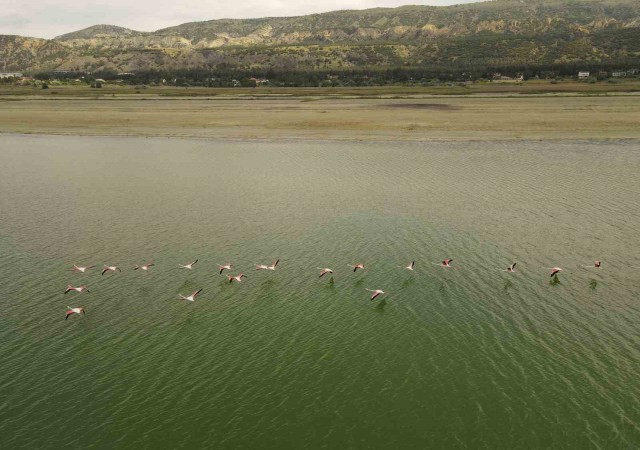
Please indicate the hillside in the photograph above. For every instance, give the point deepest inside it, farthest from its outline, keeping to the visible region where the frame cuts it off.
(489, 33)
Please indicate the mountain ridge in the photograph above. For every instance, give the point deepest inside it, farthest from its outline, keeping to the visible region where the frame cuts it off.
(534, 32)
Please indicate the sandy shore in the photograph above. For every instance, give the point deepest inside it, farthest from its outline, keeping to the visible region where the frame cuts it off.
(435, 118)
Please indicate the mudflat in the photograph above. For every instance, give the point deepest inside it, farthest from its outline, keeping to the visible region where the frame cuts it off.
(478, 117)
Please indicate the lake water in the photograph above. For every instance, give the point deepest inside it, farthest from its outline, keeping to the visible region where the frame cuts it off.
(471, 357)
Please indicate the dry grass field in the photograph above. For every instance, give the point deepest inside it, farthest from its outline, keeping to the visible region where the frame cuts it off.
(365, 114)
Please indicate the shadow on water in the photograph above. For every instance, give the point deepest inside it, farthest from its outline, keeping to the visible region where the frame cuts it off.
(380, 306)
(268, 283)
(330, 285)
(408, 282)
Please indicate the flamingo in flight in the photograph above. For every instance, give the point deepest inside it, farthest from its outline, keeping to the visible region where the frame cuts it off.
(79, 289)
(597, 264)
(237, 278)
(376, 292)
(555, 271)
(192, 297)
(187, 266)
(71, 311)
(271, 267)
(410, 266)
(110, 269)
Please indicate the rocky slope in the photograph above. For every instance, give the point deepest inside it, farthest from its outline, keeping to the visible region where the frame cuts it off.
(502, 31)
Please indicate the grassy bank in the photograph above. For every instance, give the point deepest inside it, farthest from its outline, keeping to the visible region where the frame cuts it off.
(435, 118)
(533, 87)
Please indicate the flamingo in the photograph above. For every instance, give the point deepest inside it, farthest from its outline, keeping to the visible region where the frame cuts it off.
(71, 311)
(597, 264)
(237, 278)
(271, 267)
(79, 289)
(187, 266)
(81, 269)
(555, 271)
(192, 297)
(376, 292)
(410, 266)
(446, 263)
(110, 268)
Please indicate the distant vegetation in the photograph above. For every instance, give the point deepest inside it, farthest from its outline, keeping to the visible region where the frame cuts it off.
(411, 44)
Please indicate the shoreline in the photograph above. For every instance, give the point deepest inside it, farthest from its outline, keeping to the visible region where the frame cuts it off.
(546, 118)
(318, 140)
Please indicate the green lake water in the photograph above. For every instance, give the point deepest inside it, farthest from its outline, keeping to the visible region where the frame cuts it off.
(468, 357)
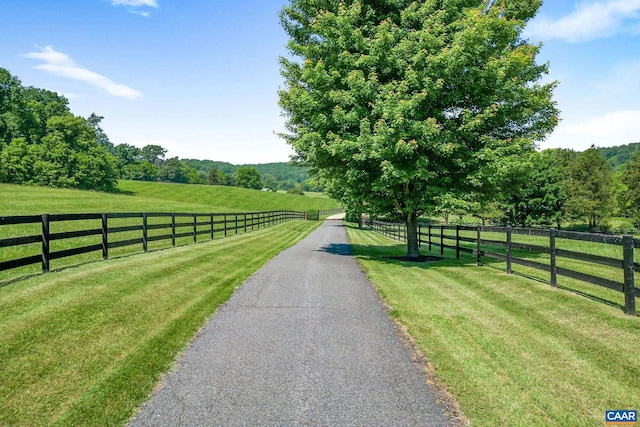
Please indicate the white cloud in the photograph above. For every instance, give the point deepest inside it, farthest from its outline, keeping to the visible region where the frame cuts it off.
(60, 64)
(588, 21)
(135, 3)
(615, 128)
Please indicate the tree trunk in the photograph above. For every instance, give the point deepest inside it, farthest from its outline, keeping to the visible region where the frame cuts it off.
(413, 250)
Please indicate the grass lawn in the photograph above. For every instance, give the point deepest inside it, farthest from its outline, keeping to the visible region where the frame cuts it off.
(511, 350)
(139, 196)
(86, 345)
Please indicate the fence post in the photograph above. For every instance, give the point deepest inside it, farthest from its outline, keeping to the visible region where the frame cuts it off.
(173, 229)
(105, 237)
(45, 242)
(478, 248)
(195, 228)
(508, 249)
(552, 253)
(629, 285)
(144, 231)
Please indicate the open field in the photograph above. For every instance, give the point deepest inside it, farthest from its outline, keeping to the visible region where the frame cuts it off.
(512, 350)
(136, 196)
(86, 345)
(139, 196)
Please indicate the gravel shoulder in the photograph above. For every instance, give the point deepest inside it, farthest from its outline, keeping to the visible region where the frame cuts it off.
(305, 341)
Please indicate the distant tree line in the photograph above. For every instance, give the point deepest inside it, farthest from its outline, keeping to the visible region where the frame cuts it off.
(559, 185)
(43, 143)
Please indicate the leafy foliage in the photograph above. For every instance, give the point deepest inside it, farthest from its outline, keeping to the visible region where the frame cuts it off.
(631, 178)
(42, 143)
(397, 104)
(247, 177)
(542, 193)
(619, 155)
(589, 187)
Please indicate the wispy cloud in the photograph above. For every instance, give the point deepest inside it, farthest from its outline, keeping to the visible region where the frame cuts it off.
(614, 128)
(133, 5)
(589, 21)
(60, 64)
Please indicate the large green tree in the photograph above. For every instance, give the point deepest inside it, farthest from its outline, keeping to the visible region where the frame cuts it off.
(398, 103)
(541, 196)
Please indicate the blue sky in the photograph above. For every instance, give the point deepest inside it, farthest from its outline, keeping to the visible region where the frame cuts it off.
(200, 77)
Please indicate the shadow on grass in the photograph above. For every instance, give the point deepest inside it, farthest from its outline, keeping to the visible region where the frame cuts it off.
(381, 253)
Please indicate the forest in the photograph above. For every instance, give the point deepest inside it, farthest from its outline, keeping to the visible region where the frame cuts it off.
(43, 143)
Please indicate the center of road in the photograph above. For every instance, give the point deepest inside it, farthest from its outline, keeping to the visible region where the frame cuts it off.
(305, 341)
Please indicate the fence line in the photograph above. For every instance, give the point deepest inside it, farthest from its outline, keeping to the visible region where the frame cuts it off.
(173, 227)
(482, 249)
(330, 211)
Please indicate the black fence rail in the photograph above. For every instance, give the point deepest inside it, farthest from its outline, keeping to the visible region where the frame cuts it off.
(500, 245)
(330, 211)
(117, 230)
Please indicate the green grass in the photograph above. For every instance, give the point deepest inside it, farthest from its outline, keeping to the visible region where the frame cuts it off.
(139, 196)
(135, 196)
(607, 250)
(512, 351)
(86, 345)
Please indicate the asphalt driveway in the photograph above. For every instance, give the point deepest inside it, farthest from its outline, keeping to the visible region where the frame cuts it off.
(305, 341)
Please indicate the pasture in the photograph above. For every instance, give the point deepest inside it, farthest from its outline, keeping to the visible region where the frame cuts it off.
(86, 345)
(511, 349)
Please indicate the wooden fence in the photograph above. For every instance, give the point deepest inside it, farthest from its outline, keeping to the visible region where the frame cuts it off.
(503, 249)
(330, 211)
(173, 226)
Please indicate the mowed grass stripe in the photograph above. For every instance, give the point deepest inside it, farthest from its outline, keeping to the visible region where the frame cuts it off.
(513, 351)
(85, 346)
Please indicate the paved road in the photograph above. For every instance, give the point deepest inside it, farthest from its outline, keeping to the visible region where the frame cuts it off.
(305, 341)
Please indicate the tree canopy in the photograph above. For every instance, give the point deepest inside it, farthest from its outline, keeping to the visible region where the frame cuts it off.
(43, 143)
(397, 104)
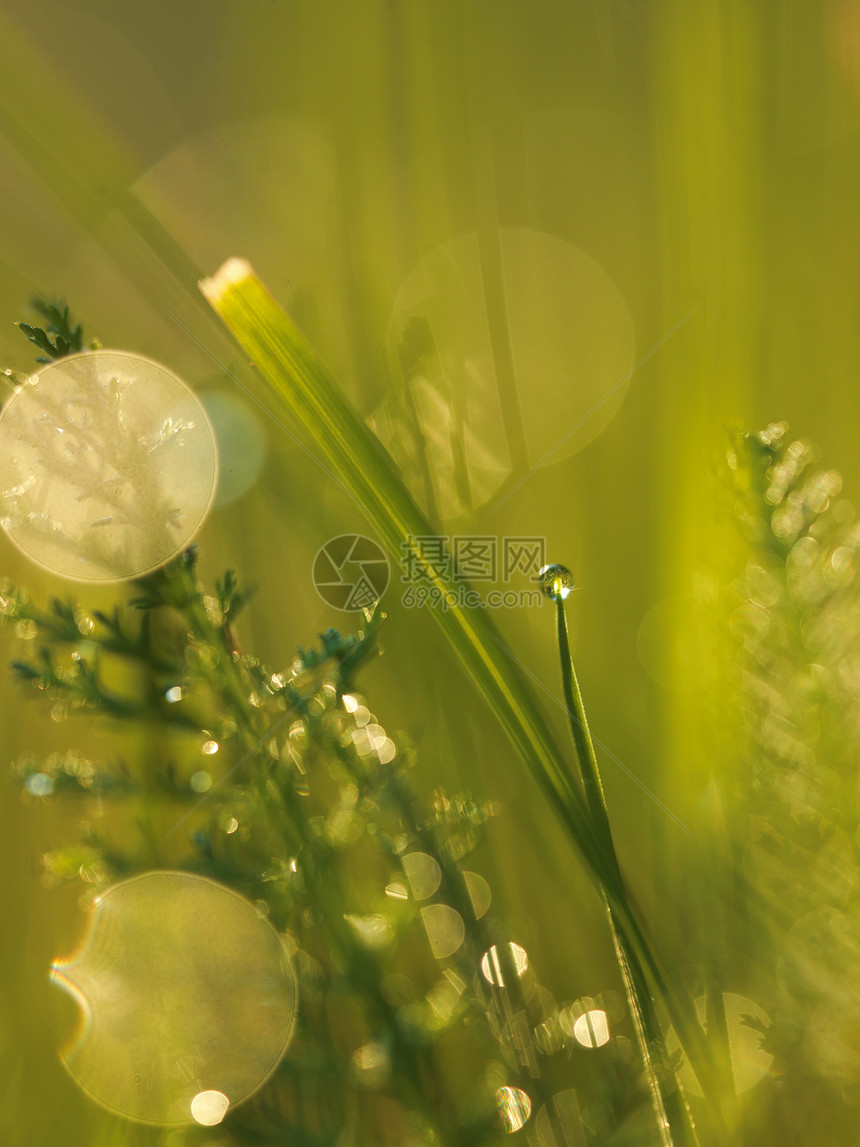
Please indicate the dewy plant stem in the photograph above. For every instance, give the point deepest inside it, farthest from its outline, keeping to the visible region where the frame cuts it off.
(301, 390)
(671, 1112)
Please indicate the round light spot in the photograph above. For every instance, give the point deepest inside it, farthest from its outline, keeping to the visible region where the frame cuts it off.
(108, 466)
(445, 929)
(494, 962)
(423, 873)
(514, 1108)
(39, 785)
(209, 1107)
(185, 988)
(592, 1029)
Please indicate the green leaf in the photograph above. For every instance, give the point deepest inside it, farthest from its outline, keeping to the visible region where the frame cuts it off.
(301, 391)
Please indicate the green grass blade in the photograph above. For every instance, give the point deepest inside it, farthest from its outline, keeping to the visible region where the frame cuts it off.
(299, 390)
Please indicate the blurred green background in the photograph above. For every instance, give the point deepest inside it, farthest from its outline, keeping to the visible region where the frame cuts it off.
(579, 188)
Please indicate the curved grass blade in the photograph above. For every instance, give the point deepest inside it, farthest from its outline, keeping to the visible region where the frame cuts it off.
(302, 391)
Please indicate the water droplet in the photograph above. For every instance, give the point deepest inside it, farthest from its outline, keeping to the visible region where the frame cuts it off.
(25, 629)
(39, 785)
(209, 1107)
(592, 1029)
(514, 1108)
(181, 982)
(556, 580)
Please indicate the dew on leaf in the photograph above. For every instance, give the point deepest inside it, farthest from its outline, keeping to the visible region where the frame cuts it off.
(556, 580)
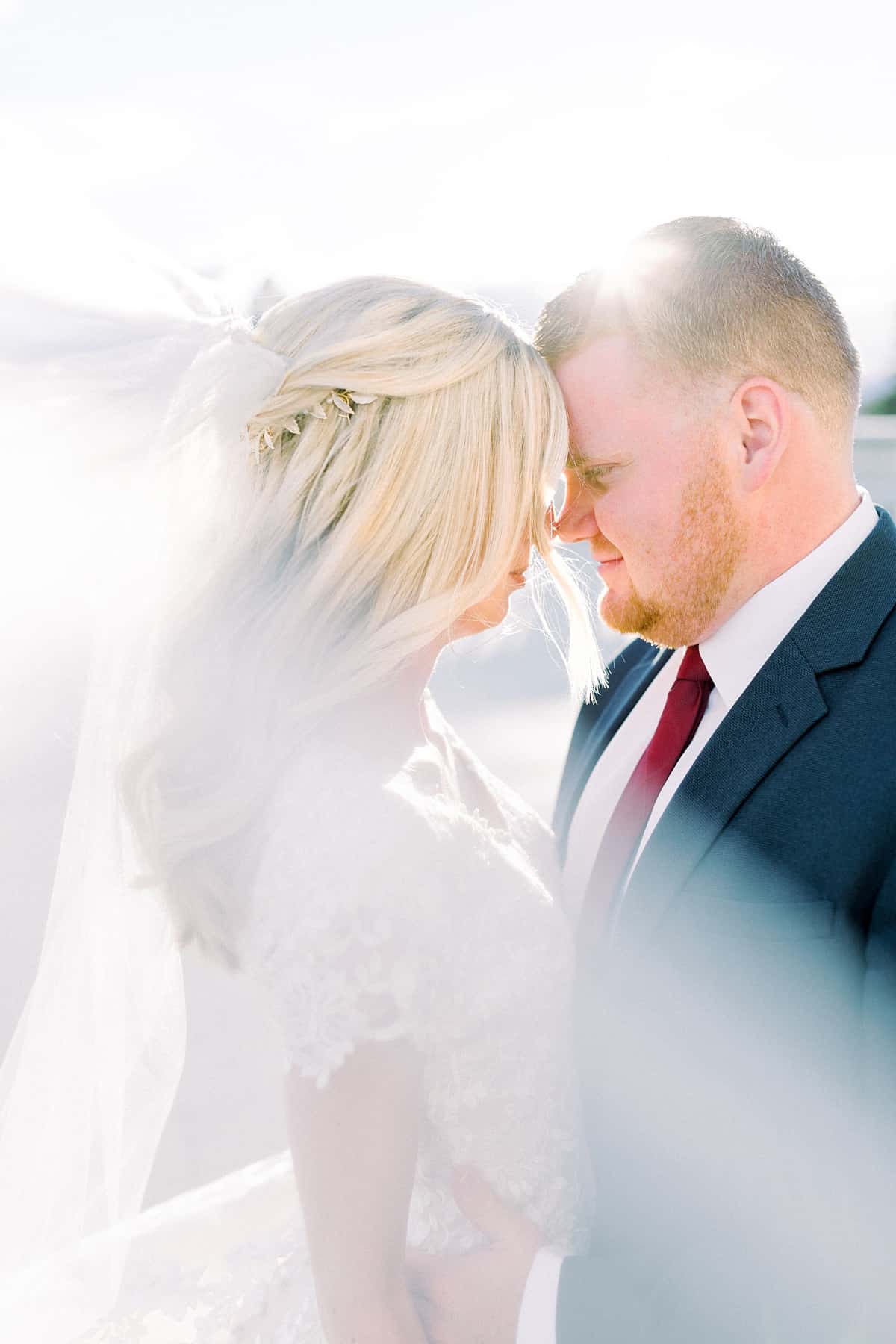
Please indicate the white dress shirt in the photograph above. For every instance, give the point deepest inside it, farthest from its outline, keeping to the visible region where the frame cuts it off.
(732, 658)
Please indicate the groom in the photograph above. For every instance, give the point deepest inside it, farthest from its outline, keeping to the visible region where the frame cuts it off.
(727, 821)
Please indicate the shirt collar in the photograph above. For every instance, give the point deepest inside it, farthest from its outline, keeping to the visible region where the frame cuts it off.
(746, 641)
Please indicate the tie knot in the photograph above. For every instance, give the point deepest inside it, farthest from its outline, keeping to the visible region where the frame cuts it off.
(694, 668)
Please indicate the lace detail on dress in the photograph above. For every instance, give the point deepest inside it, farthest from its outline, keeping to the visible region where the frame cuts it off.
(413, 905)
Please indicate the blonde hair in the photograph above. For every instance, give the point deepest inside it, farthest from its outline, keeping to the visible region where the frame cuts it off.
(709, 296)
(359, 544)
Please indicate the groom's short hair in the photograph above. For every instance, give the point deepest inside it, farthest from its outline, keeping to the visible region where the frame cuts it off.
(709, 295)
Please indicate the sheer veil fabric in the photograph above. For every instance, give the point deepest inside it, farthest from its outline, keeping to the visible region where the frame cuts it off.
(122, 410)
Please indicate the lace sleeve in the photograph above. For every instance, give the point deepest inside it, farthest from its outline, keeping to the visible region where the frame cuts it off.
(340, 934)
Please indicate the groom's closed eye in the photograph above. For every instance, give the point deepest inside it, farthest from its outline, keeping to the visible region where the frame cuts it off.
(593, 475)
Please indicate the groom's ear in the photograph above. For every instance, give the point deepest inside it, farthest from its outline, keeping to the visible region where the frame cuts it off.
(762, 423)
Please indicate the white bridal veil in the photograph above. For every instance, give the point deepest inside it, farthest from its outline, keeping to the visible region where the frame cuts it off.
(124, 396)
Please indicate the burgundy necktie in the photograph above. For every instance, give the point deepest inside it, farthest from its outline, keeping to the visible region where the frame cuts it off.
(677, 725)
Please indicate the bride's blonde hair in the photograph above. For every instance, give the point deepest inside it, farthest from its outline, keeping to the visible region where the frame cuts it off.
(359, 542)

## [OBJECTIVE]
Please transcribe, word for word, the stretch of the records above from the line containing "Please indicate the sheer" through the end of the records.

## [EXERCISE ANSWER]
Please indicate the sheer veil fabric in the photograph above. For every instance, give the point deepest inside it, farthest from its outline, keeping to the visible region where the frame cuts it off.
(122, 410)
Please indicate the lace sleeve in the photograph above. For every instance, give the point deepest inside it, farthest from its outline, keeping to the visible region where the frame cuts it off.
(340, 934)
Please indicate the groom's closed eye in the photograph above. For every instance, give the point deepest inside it, farthest from its outline, keeping to the visible region where the frame cuts it off.
(593, 475)
Please indicate the groom's ear in the photograph above. For every instance, give the point deepest inside it, farthest from its outline, keeping to the visible region where the frame cuts it off.
(762, 423)
Please indicate the white bridal veil in the photograph above. For every instance, give the point deepest inside it, farthest from its outline, keeping to the visible region where the frame cuts it off.
(124, 396)
Please indicate the burgundy necktie in the photograph above. For every instance, give the point deepest inside it, farthest from its outline, keeping to the visible region where the frame cuts it off.
(677, 725)
Please indicate the bride's blonde hair in the photograph above. For every instance, give the point deepest inside it, farthest from its outline, keeping to the visible region where the frame cuts it off.
(359, 542)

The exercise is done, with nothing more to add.